• _Your goal_
According to the S3_Read node documentation below, what is the purpose of setting the required_aging_in_seconds attribute?

*** Passage shown Section Begins ***

S3_Read
Node
Node Description
Sync S3 bucket -> Ganymede data lake bucket
Node Attributes
- src_s3_bucket
- Name of S3 bucket to read files from
 
- src_s3_prefix
- Prefix pattern to match for files to copy from S3 bucket. If you are syncing a folder, make sure to end the prefix with a '/'
 
- duplicate_behavior
- "ignore" or "save" files that already exist in the Ganymede output bucket
 
- required_aging_in_seconds
- Minimum age in seconds for files to be considered for copying. This is useful for ensuring that files are not copied before they are fully written.
 
- max_aging_in_seconds
- Maximum age in seconds for files to be considered for copying. This is useful for only syncing recently modified files.
 
Notes
Prior to usage, the following secrets must be configured in the environment:
- aws_s3_role_arn: AWS Service Account Name
This ARN will be used to enable the Airflow connection to the S3 bucket. Configuring this ARN will require the service account ID associated with the workflow orchestrator. Please reach out to the Ganymede team for instructions on configuring access within AWS to enable Ganymede connectivity.
Once configuration of AWS is complete, add the AWS role ARN secret to your environment by clicking on your username in the upper-right hand of the Ganymede application, then selecting Environment Settings and navigating to the Secrets tab.
Example
An example configuration for an S3 Read Node in the Flow Editor so that only files with a last modified date within the past 24 hours are synced:
- src_s3_bucket: environment-sandbox-s3-bucket
- src_s3_prefix: test_
- duplicate_behavior: save
- required_aging_in_seconds: 1
- max_aging_in_seconds: 86400
User-Defined Python
Specify list of S3 keys to upload to GCS
Parameters
- df_s3_objects: pd.DataFrame- Dataframe containing s3_object key metadata like Key, ETag, LastModified, Size, StorageClass,
- and Bucket
 
- client: botocore.client.S3- Boto3 client to interact with S3. This can be used to retrieve the body of objects from S3.
 
- ganymede_context: GanymedeContext- Ganymede context object
 
Returns
dict[str, str]
Dictionary specifying files to upload to GCS.  The keys are the keys in S3 and the values
are the file names to use in Ganymede
Examples
Retrieve body of S3 object of first record in df_s3_objects (assuming boto3 client is passed in as client)
obj = df_s3_objects.iloc[0].to_dict()
file_contents = client.get_object(Key=obj["Key"], Bucket=obj["Bucket"])['Body'].read()

*** Passage shown Section Ends ***
*** Source material Section Begins ***

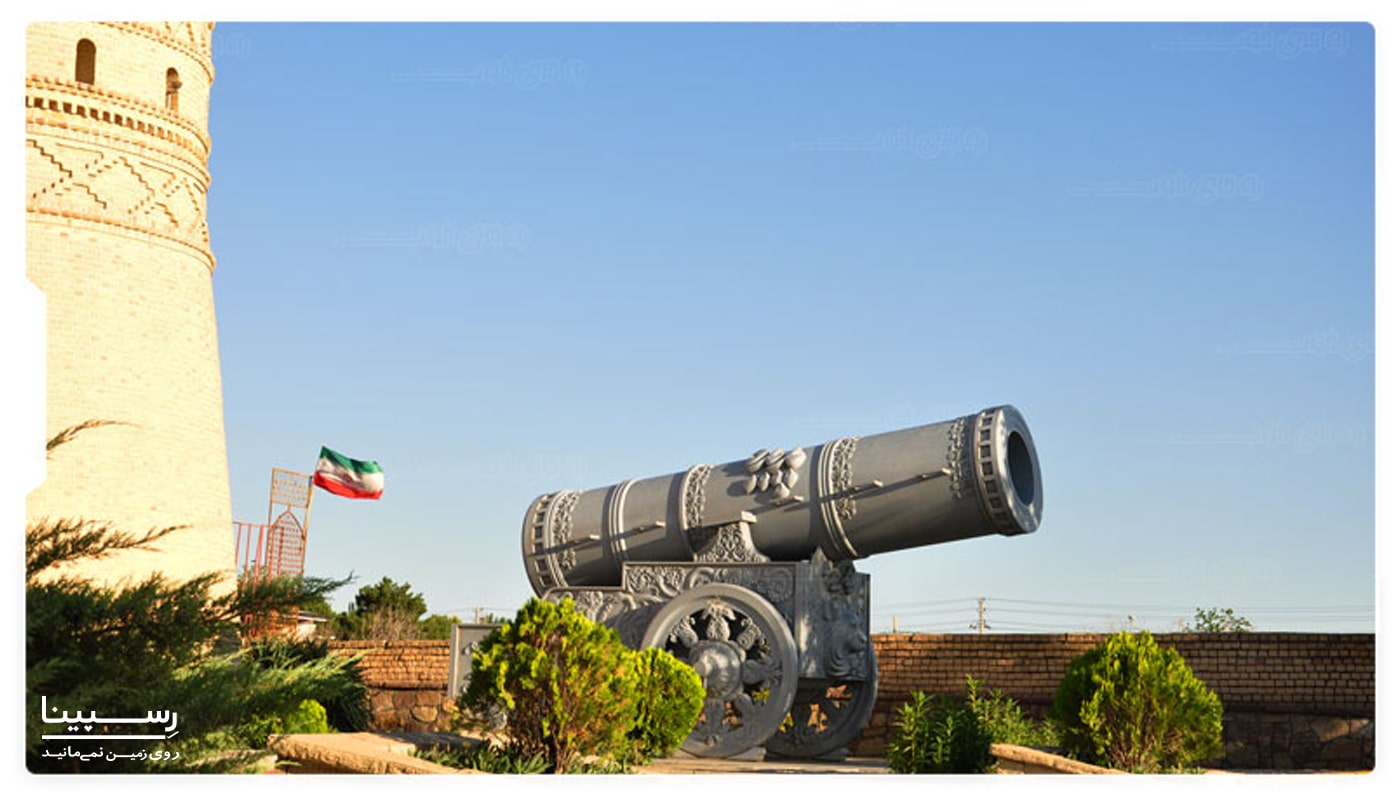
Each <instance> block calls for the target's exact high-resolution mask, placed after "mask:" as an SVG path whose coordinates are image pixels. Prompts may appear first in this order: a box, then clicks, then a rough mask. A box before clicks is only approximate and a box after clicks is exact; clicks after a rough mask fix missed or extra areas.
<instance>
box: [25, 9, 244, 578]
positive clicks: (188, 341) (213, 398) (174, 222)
mask: <svg viewBox="0 0 1400 800" xmlns="http://www.w3.org/2000/svg"><path fill="white" fill-rule="evenodd" d="M213 28H214V25H213V24H211V22H154V24H150V22H36V24H32V25H29V28H28V32H27V36H25V157H27V167H25V179H27V185H25V205H27V224H25V248H27V249H25V266H27V273H28V277H29V280H31V282H34V283H35V284H36V286H38V287H39V289H41V290H43V293H45V297H46V312H48V326H46V336H48V343H46V347H48V357H46V371H48V377H46V391H48V396H46V404H48V422H46V432H48V434H49V436H52V434H53V433H56V432H59V430H62V429H64V427H69V426H71V425H76V423H78V422H83V420H87V419H108V420H116V422H122V423H125V425H118V426H106V427H98V429H94V430H88V432H85V433H83V434H81V436H78V439H77V440H74V441H71V443H69V444H66V446H63V447H62V448H59V450H57V451H55V453H53V455H52V457H50V458H49V461H48V476H46V479H45V482H43V485H41V486H39V488H38V489H35V490H34V492H32V493H31V495H29V496H28V500H27V517H28V518H29V520H36V518H42V517H81V518H87V520H106V521H111V523H115V525H116V527H119V528H120V530H125V531H129V532H144V531H147V530H150V528H153V527H167V525H186V528H185V530H182V531H178V532H175V534H172V535H169V537H167V538H165V539H162V542H161V544H160V548H158V549H157V551H153V552H126V553H122V555H119V556H116V558H109V559H102V560H98V562H95V563H91V565H90V566H87V567H84V570H83V573H84V574H88V576H92V577H95V579H99V580H119V579H123V577H127V576H130V577H144V576H146V574H148V573H151V572H155V570H160V572H162V573H164V574H167V576H168V577H174V579H188V577H190V576H193V574H197V573H203V572H211V570H221V572H225V573H227V574H228V576H230V577H231V576H232V567H234V544H232V532H231V520H232V514H231V510H230V499H228V457H227V451H225V446H224V408H223V388H221V382H220V371H218V340H217V333H216V325H214V296H213V270H214V255H213V252H211V251H210V248H209V227H207V223H206V219H204V200H206V192H207V191H209V170H207V165H209V90H210V85H211V83H213V80H214V64H213V59H211V53H210V43H211V35H213ZM223 586H224V588H228V587H231V583H225V584H223Z"/></svg>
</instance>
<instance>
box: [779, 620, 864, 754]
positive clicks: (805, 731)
mask: <svg viewBox="0 0 1400 800" xmlns="http://www.w3.org/2000/svg"><path fill="white" fill-rule="evenodd" d="M865 653H867V654H865V658H867V661H865V663H867V664H869V670H871V677H869V680H868V681H802V684H801V685H799V687H798V689H797V696H795V698H794V699H792V713H791V716H788V719H785V720H784V722H783V726H781V727H780V729H778V731H777V733H776V734H773V738H770V740H769V741H767V744H766V745H764V747H767V748H769V751H770V752H773V754H774V755H781V757H784V758H812V759H839V758H843V757H844V755H846V752H844V750H843V748H844V747H846V744H847V743H850V741H851V740H854V738H855V737H857V736H860V733H861V729H862V727H865V723H867V722H868V720H869V716H871V712H872V710H875V692H876V691H878V678H876V674H875V647H874V646H869V647H868V649H867V651H865Z"/></svg>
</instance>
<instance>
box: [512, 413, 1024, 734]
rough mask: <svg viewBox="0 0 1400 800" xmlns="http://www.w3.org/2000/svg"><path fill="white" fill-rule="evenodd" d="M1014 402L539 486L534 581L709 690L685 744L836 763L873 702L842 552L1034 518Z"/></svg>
mask: <svg viewBox="0 0 1400 800" xmlns="http://www.w3.org/2000/svg"><path fill="white" fill-rule="evenodd" d="M1040 513H1042V489H1040V467H1039V461H1037V460H1036V448H1035V443H1033V441H1032V439H1030V430H1029V429H1028V427H1026V422H1025V419H1022V416H1021V413H1019V412H1016V409H1015V408H1012V406H1009V405H1008V406H995V408H988V409H986V411H983V412H980V413H974V415H969V416H962V418H958V419H952V420H948V422H939V423H934V425H925V426H920V427H910V429H904V430H896V432H890V433H881V434H876V436H864V437H857V436H851V437H844V439H836V440H832V441H827V443H825V444H818V446H812V447H794V448H791V450H759V451H756V453H753V455H750V457H748V458H742V460H738V461H731V462H728V464H700V465H696V467H692V468H690V469H686V471H685V472H676V474H672V475H664V476H658V478H644V479H633V481H623V482H622V483H616V485H612V486H605V488H601V489H589V490H587V492H578V490H564V492H554V493H550V495H543V496H540V497H536V499H535V502H533V503H531V507H529V510H528V511H526V514H525V524H524V531H522V551H524V555H525V570H526V573H528V574H529V580H531V584H532V586H533V588H535V593H536V594H538V595H540V597H542V598H545V600H550V601H560V600H563V598H566V597H567V598H573V600H574V602H575V607H577V608H578V609H580V611H581V612H582V614H587V615H588V616H589V618H591V619H594V621H596V622H603V623H606V625H609V626H612V628H615V629H616V630H617V632H619V635H620V636H622V639H623V640H624V642H626V643H627V644H631V646H633V647H662V649H666V650H669V651H672V653H675V654H676V656H679V657H680V658H682V660H685V661H687V663H689V664H690V665H692V667H694V668H696V671H697V673H699V674H700V677H701V680H703V681H704V685H706V702H704V710H703V713H701V717H700V722H699V723H697V724H696V730H694V731H693V733H692V734H690V737H689V738H687V740H686V743H685V744H683V745H682V750H685V751H686V752H690V754H693V755H708V757H729V755H739V754H742V752H745V751H749V750H750V748H753V747H759V745H763V747H766V748H767V750H769V751H771V752H774V754H778V755H785V757H797V758H833V757H840V755H841V754H843V752H844V750H843V747H844V745H846V743H848V741H850V740H851V738H854V737H855V736H857V734H858V733H860V730H861V727H862V726H864V724H865V722H867V719H868V717H869V713H871V709H872V708H874V703H875V688H876V670H875V653H874V649H872V646H871V642H869V576H868V574H864V573H860V572H855V569H854V566H853V565H851V562H853V560H854V559H860V558H865V556H871V555H875V553H882V552H892V551H902V549H910V548H918V546H923V545H932V544H939V542H949V541H956V539H966V538H972V537H983V535H988V534H1004V535H1016V534H1028V532H1030V531H1035V530H1036V527H1037V525H1039V524H1040Z"/></svg>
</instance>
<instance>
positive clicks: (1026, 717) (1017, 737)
mask: <svg viewBox="0 0 1400 800" xmlns="http://www.w3.org/2000/svg"><path fill="white" fill-rule="evenodd" d="M967 705H969V706H970V708H972V712H973V715H976V716H977V720H979V722H980V723H981V726H983V729H986V731H987V736H990V737H991V741H994V743H1001V744H1019V745H1023V747H1050V745H1054V744H1056V743H1057V738H1056V733H1054V729H1053V726H1050V724H1049V723H1037V722H1036V720H1033V719H1030V717H1028V716H1026V713H1025V712H1023V710H1021V706H1019V705H1016V701H1014V699H1011V698H1008V696H1005V695H1004V694H1002V692H1001V689H991V691H983V688H981V681H974V680H973V678H972V675H969V677H967Z"/></svg>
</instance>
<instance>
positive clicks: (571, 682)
mask: <svg viewBox="0 0 1400 800" xmlns="http://www.w3.org/2000/svg"><path fill="white" fill-rule="evenodd" d="M461 705H463V706H466V708H469V709H472V710H473V712H476V713H480V715H486V716H489V715H490V713H491V709H500V712H503V713H504V715H505V730H507V734H508V736H510V737H511V741H512V744H514V745H515V747H517V748H518V750H519V752H521V754H522V755H525V757H531V755H539V757H543V758H545V759H546V761H547V762H549V765H550V768H552V769H553V771H554V772H570V771H571V769H573V766H574V765H575V764H577V762H578V761H580V759H581V758H582V757H587V755H598V757H615V755H617V754H624V752H629V751H630V747H631V745H630V743H629V740H627V733H629V731H630V730H631V729H633V724H634V722H636V719H637V677H636V671H634V668H633V654H631V650H630V649H629V647H626V646H624V644H623V643H622V640H620V639H619V637H617V633H616V632H615V630H612V629H610V628H606V626H603V625H596V623H594V622H592V621H589V619H588V618H587V616H584V615H582V614H578V612H577V611H574V602H573V601H571V600H564V601H563V602H560V604H559V605H554V604H552V602H545V601H542V600H533V598H532V600H529V601H528V602H526V604H525V605H524V607H522V608H521V609H519V612H518V614H517V615H515V619H514V622H507V623H505V625H503V626H500V628H497V629H496V630H493V632H491V633H490V635H487V637H486V639H483V640H482V643H480V644H479V646H477V649H476V651H475V653H473V654H472V680H470V682H469V684H468V688H466V691H465V692H463V695H462V703H461Z"/></svg>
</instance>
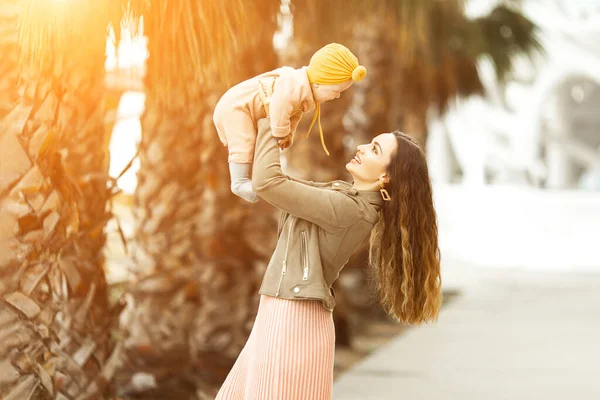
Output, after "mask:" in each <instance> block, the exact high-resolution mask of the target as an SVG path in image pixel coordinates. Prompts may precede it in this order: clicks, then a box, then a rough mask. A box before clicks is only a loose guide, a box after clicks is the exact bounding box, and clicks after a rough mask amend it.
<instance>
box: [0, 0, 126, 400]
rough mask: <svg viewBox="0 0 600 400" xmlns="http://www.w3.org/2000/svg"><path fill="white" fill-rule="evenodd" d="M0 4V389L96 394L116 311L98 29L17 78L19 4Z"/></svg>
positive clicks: (34, 393)
mask: <svg viewBox="0 0 600 400" xmlns="http://www.w3.org/2000/svg"><path fill="white" fill-rule="evenodd" d="M3 3H4V4H3V7H2V8H1V12H2V15H0V26H1V27H0V30H1V31H3V32H14V34H8V35H2V36H0V37H1V39H0V43H1V44H0V47H1V48H3V49H11V50H10V51H8V52H7V53H6V54H7V55H8V57H7V58H6V59H3V63H2V68H1V69H3V70H4V69H6V71H7V74H6V75H3V77H2V78H0V79H2V84H1V85H0V86H2V87H3V88H7V90H3V91H2V96H3V97H2V102H3V103H2V105H0V108H2V109H3V110H5V111H6V110H7V108H10V109H11V111H10V112H9V113H8V114H7V115H2V114H0V123H1V127H0V132H1V133H0V135H1V136H2V139H0V141H2V142H3V144H2V146H0V148H2V150H3V154H2V155H1V157H0V158H2V160H3V162H2V163H0V164H2V166H3V167H0V182H2V184H0V201H1V202H2V203H3V205H2V207H0V208H1V210H2V211H1V212H2V214H3V215H2V216H1V218H0V220H2V224H3V229H0V230H1V231H2V232H3V234H2V235H1V236H3V237H2V238H0V239H1V240H2V244H1V245H0V248H1V250H0V254H2V256H0V259H1V260H0V271H1V272H0V276H1V280H2V283H1V284H0V289H1V290H0V295H1V297H2V300H1V301H0V315H1V317H0V318H1V319H2V320H3V321H5V322H6V323H2V326H3V328H4V329H3V332H4V334H9V333H10V332H11V331H12V332H13V334H11V336H10V339H8V338H6V340H4V339H2V340H0V342H2V346H1V348H0V357H1V359H2V360H3V362H0V365H2V366H3V368H5V369H6V370H5V371H2V372H0V375H1V376H4V377H7V376H11V377H13V378H10V379H9V380H8V381H4V382H2V383H0V385H4V386H3V387H2V390H0V391H1V392H2V393H3V394H6V393H10V394H11V395H13V396H16V397H15V398H29V397H28V396H29V395H32V396H34V397H36V396H39V398H54V397H57V398H60V397H61V396H67V397H70V398H75V397H77V398H91V397H93V398H103V397H102V396H103V395H102V393H103V391H104V385H105V384H106V382H107V381H109V380H110V379H111V377H112V374H113V372H114V368H115V361H116V359H117V354H118V351H116V352H114V353H113V350H114V349H113V347H112V345H111V336H110V329H111V325H112V324H113V323H114V322H115V321H116V310H112V311H111V310H109V305H108V297H107V291H106V281H105V277H104V271H103V265H102V260H101V258H100V257H99V256H98V255H99V253H100V250H101V247H102V244H103V241H104V237H103V232H102V231H103V227H104V224H105V223H106V219H107V218H106V213H105V212H104V209H105V204H106V199H107V189H106V178H107V175H106V171H107V170H108V164H107V163H106V160H107V156H106V154H107V150H108V149H107V148H106V147H103V146H102V145H101V143H102V142H103V141H104V140H105V137H104V130H103V112H102V102H101V94H102V90H103V89H102V88H103V74H102V70H103V64H104V46H105V41H104V40H105V32H104V31H100V32H96V33H99V35H98V37H96V38H93V39H92V38H90V40H89V41H88V45H89V48H88V50H87V51H86V52H85V54H86V55H85V56H84V57H77V56H71V55H70V56H69V57H65V56H64V54H60V53H56V52H55V53H53V54H52V55H49V54H47V53H44V52H43V51H42V52H43V53H44V54H43V55H42V56H41V57H44V61H41V60H36V61H39V62H36V65H37V66H36V67H31V66H25V65H24V66H22V75H21V79H20V82H21V83H20V85H19V86H17V82H16V80H15V76H16V75H17V71H18V68H19V65H18V63H17V59H16V57H14V55H15V54H18V53H19V52H18V51H16V50H17V49H18V44H17V35H16V30H15V27H16V26H17V24H16V21H17V17H18V14H19V12H20V9H19V6H20V2H17V1H4V2H3ZM11 27H12V29H11ZM92 33H93V32H92ZM94 45H96V46H97V47H96V48H95V49H94ZM94 50H95V53H94ZM3 54H4V53H3ZM4 77H7V79H6V80H5V79H4ZM19 94H20V95H19ZM5 96H8V97H5ZM7 98H8V99H11V100H8V101H7V102H4V101H5V99H7ZM11 103H12V104H11ZM98 160H100V161H98ZM89 177H94V179H93V180H92V181H91V183H90V180H88V178H89ZM96 181H97V182H99V183H96ZM90 185H95V186H94V188H90ZM100 208H101V209H102V212H96V210H98V209H100ZM15 332H17V333H18V334H17V335H14V333H15ZM1 336H4V335H3V334H2V333H0V337H1ZM117 350H118V349H117ZM111 354H112V355H114V356H112V355H111ZM5 372H6V373H5ZM17 377H18V378H17ZM7 398H11V396H10V395H8V397H7ZM36 398H37V397H36Z"/></svg>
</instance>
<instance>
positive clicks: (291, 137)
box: [277, 133, 294, 151]
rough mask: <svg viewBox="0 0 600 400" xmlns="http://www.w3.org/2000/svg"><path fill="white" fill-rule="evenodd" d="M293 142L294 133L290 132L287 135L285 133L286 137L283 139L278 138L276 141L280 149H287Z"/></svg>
mask: <svg viewBox="0 0 600 400" xmlns="http://www.w3.org/2000/svg"><path fill="white" fill-rule="evenodd" d="M293 143H294V135H292V134H291V133H290V134H289V135H287V136H286V137H284V138H283V139H279V140H278V141H277V144H278V145H279V149H280V150H282V151H283V150H285V149H287V148H288V147H291V146H292V144H293Z"/></svg>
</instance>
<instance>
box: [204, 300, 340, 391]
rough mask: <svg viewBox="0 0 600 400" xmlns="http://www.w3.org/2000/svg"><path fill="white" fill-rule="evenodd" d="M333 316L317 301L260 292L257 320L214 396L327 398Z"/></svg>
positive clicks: (322, 305) (331, 370) (330, 372)
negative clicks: (261, 292) (222, 382)
mask: <svg viewBox="0 0 600 400" xmlns="http://www.w3.org/2000/svg"><path fill="white" fill-rule="evenodd" d="M334 352H335V330H334V326H333V317H332V313H331V312H330V311H327V310H326V309H325V308H324V307H323V305H322V303H321V302H320V301H317V300H285V299H280V298H275V297H270V296H264V295H262V296H261V297H260V303H259V306H258V314H257V316H256V321H255V322H254V326H253V328H252V332H251V333H250V337H249V338H248V341H247V342H246V345H245V346H244V348H243V350H242V352H241V353H240V355H239V356H238V359H237V360H236V362H235V364H234V366H233V368H232V369H231V371H230V372H229V375H228V376H227V378H226V379H225V382H224V383H223V386H222V387H221V389H220V390H219V394H218V395H217V397H216V399H215V400H329V399H331V389H332V385H333V356H334Z"/></svg>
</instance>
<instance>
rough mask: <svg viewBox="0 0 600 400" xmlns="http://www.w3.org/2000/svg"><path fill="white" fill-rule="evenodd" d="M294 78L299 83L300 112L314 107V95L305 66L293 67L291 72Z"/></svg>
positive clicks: (313, 108) (309, 109) (305, 110)
mask: <svg viewBox="0 0 600 400" xmlns="http://www.w3.org/2000/svg"><path fill="white" fill-rule="evenodd" d="M292 76H293V78H294V80H295V81H296V82H297V83H298V84H299V86H300V88H301V91H300V104H301V106H302V112H308V111H310V110H312V109H314V108H315V96H314V94H313V91H312V86H311V85H310V81H309V80H308V74H307V73H306V67H302V68H298V69H294V70H293V72H292Z"/></svg>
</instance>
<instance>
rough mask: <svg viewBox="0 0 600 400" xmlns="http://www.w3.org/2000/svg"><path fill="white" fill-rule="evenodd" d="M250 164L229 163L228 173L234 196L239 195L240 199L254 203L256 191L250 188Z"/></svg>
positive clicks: (255, 197) (231, 187)
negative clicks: (228, 173) (254, 190)
mask: <svg viewBox="0 0 600 400" xmlns="http://www.w3.org/2000/svg"><path fill="white" fill-rule="evenodd" d="M251 165H252V164H242V163H235V162H230V163H229V175H230V176H231V191H232V192H233V194H235V195H236V196H240V197H241V198H242V199H244V200H246V201H249V202H250V203H256V202H257V201H258V196H257V195H256V192H254V190H252V181H251V180H250V167H251Z"/></svg>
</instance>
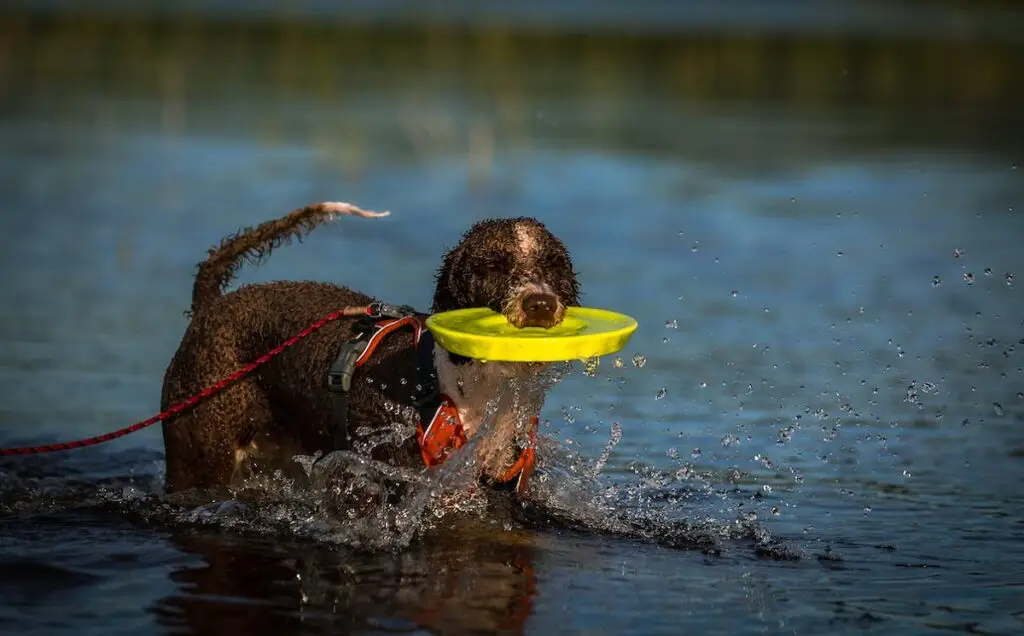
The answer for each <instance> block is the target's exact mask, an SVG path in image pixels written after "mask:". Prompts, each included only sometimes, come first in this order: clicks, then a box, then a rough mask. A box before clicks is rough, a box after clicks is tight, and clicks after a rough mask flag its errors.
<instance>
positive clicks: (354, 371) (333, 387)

*** Source material Section Ends ***

• _Answer space_
The required_aging_in_seconds attribute sets a minimum age in seconds that a file must reach before it is considered for copying. Its purpose is to ensure that files are not copied before they are fully written.